[Excerpted data]:
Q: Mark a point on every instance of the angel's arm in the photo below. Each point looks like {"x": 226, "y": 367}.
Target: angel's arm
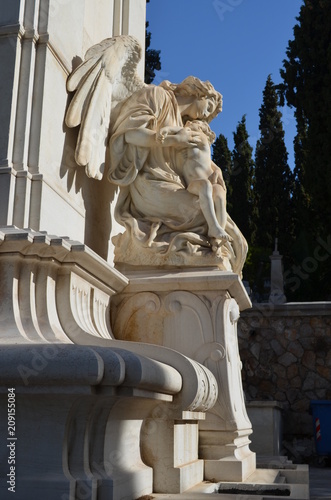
{"x": 143, "y": 137}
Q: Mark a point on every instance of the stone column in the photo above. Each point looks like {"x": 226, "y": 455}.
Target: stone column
{"x": 195, "y": 312}
{"x": 41, "y": 186}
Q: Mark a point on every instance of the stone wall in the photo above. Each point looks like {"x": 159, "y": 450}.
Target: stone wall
{"x": 286, "y": 356}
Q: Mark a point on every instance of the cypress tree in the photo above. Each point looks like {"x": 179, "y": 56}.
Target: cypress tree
{"x": 241, "y": 181}
{"x": 221, "y": 156}
{"x": 152, "y": 57}
{"x": 273, "y": 177}
{"x": 306, "y": 86}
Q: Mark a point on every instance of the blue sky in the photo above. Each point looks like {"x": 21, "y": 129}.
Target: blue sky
{"x": 235, "y": 44}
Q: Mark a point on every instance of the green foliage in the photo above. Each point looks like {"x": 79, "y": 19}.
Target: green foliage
{"x": 222, "y": 158}
{"x": 306, "y": 86}
{"x": 273, "y": 177}
{"x": 242, "y": 182}
{"x": 152, "y": 58}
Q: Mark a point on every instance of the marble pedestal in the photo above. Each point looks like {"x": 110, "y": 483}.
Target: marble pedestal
{"x": 195, "y": 312}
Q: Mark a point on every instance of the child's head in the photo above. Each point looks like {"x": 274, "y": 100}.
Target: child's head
{"x": 203, "y": 127}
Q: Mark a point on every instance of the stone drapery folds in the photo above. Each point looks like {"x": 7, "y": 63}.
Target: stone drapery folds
{"x": 136, "y": 135}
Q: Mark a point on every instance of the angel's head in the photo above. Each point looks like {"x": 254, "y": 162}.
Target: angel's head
{"x": 202, "y": 126}
{"x": 206, "y": 102}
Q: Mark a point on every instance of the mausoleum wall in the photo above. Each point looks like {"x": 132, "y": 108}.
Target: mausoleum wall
{"x": 286, "y": 356}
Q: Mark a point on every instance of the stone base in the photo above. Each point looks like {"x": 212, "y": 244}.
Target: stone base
{"x": 230, "y": 468}
{"x": 294, "y": 483}
{"x": 195, "y": 312}
{"x": 170, "y": 446}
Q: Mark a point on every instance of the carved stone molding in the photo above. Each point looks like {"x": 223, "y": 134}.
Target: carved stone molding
{"x": 53, "y": 289}
{"x": 196, "y": 313}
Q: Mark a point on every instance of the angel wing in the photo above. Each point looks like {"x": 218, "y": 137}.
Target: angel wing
{"x": 107, "y": 76}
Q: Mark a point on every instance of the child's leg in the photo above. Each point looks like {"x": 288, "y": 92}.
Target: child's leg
{"x": 219, "y": 197}
{"x": 204, "y": 189}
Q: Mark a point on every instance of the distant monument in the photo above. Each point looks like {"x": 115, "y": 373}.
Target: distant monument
{"x": 277, "y": 295}
{"x": 124, "y": 380}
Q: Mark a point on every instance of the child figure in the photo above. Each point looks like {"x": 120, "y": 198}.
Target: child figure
{"x": 202, "y": 177}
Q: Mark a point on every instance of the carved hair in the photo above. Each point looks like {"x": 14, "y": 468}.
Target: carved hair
{"x": 193, "y": 86}
{"x": 203, "y": 127}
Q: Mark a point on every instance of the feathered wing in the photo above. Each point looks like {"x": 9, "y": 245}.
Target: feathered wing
{"x": 107, "y": 76}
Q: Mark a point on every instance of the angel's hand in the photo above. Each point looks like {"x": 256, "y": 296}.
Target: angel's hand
{"x": 187, "y": 138}
{"x": 217, "y": 178}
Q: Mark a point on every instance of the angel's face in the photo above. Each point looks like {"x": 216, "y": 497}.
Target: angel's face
{"x": 201, "y": 108}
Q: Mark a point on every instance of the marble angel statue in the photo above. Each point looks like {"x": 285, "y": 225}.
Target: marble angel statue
{"x": 154, "y": 143}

[Exercise aim]: Retype all of the records above word for word, leaving out the pictures.

[Written solution]:
Q: Mark a point on every instance of the angel's arm in the photo below. Each point looks like {"x": 226, "y": 367}.
Target: angel's arm
{"x": 143, "y": 137}
Q: Mark a point on every instance of the stone column in the photo above. Each point looks like {"x": 226, "y": 455}.
Target: stone column
{"x": 195, "y": 312}
{"x": 41, "y": 186}
Q: Mark a point on every instance of the stone wall in the photo above. Each point looks like {"x": 159, "y": 450}.
Target: stone wall
{"x": 286, "y": 356}
Q: Mark a point on every instance of the cypress tree in the photo above. Each point looks like {"x": 179, "y": 56}.
Target: cypress tree
{"x": 241, "y": 181}
{"x": 221, "y": 156}
{"x": 152, "y": 57}
{"x": 273, "y": 177}
{"x": 306, "y": 86}
Q: Mark a point on every instance of the blue sky in the photo above. Each point looks like {"x": 21, "y": 129}.
Target: blue sky
{"x": 235, "y": 44}
Q: Mark a point on every instance of the green foliage in the photo above. Each point looks like {"x": 79, "y": 19}.
Target: green foliage
{"x": 222, "y": 158}
{"x": 306, "y": 86}
{"x": 273, "y": 177}
{"x": 242, "y": 182}
{"x": 152, "y": 58}
Q: Mark a point on every instance of the marble pedestal in the photo above. Each point looks like {"x": 110, "y": 483}.
Target: marble pedestal
{"x": 195, "y": 312}
Q: Mark a point on every instance of the child's head in the photo above. Each point looks like {"x": 274, "y": 100}.
Target: child's head
{"x": 203, "y": 127}
Q: Mark a point on every instance of the stone drapery folds in the photo above. Each point looks like {"x": 7, "y": 63}.
Target: stone drapery folds
{"x": 136, "y": 135}
Q: Mark a point on every instance of the angel's head in the photo above. Each point looks like {"x": 254, "y": 162}.
Target: angel's head
{"x": 202, "y": 126}
{"x": 206, "y": 102}
Q: Mark a point on every instance of the mausoleum wall in the photo above. Each point looks like {"x": 132, "y": 108}.
Target: mausoleum wall
{"x": 286, "y": 356}
Q: Mark a point on every instance of the stone base in the photo above. Each point looks like {"x": 212, "y": 244}.
Target: stone base
{"x": 230, "y": 468}
{"x": 294, "y": 483}
{"x": 195, "y": 312}
{"x": 170, "y": 446}
Q: Mark a point on every instance of the carved stone molding in the photo above. Each point looks like {"x": 223, "y": 134}.
Target: carved stone molding
{"x": 53, "y": 289}
{"x": 196, "y": 313}
Q: Mark a point on every instance of the angel wing in the photo above. Each point looks like {"x": 218, "y": 137}.
Target: angel wing
{"x": 107, "y": 76}
Q: Mark a point on every instance of the child's leg in the photo above. Each point looks like {"x": 288, "y": 92}.
Target: child's leg
{"x": 219, "y": 197}
{"x": 204, "y": 189}
Q: Mark a point on every instance of the distant monument in the photo above. Each point looks like {"x": 115, "y": 373}.
Target: distant monument
{"x": 277, "y": 295}
{"x": 124, "y": 380}
Q: Mark a point on every instance of the child figure in the photo above. Each point looks like {"x": 120, "y": 198}.
Target: child figure
{"x": 202, "y": 177}
Q: Mark a point on every instance of the carved hair in the photo above. Each point looks like {"x": 14, "y": 468}.
Target: carved hair
{"x": 193, "y": 86}
{"x": 203, "y": 127}
Q: Mark a point on every instance of the feathered wing in the photo above. Each point looks like {"x": 9, "y": 245}.
Target: feathered wing
{"x": 107, "y": 76}
Q: Mark a point on every instance of the angel's hand in the photo above. Each point looks like {"x": 256, "y": 296}.
Target: angel's hand
{"x": 187, "y": 138}
{"x": 217, "y": 178}
Q: Mark a point on every instance of the angel's face in the photo above. Each point looks like {"x": 216, "y": 497}.
Target: angel's face
{"x": 201, "y": 108}
Q: Mark a point on every instance of the marble angel statue in the photo above. Each point looks like {"x": 285, "y": 225}.
Target: marble angel statue
{"x": 154, "y": 143}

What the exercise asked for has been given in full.